• _Фрагмент текста_:
Кстати, ещё до обнародования дневников Шаламова возник вопрос об авторстве стихотворения «Жди меня…». По одной из версий, оно было написано не в 42-м году, а перед самой войной, и руку к его сочинению приложил не только Симонов, но и сосланный в сибирские лагеря журналист Залман Румер.
Лично меня в вопросе о военной поэзии всегда интересовали другие моменты: кого всё-таки выдвинуло военное поколение и кто из фронтовиков преодолел быт и прорвался к бытию. Наровчатов? Но Кузнецов, всегда восхищавшийся культурой своего учителя по Литинституту, тем не менее не считал его большим поэтом. Скорее он был солидарен с другом юности Наровчатова — Давидом Самойловым, который не раз утверждал, что военное поколение так и не родило гения.

• _Исходные данные_:
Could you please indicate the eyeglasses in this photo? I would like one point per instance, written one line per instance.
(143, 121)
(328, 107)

• _Задания_:
[a] Какой журналист, по одной из версий, изложенных во фрагменте о военной поэзии, участвовал вместе с Симоновым в сочинении стихотворения «Жди меня…»?
[b] Воспроизведите дословно часть фрагмента о военной поэзии между словами «Лично меня в» и «не родило гения.» включительно.
Отвечайте, опираясь только на фрагмент текста.

• _Ответы к заданиям_:
[a] Залман Румер, сосланный в сибирские лагеря.

[b]
Лично меня в вопросе о военной поэзии всегда интересовали другие моменты: кого всё-таки выдвинуло военное поколение и кто из фронтовиков преодолел быт и прорвался к бытию. Наровчатов? Но Кузнецов, всегда восхищавшийся культурой своего учителя по Литинституту, тем не менее не считал его большим поэтом. Скорее он был солидарен с другом юности Наровчатова — Давидом Самойловым, который не раз утверждал, что военное поколение так и не родило гения.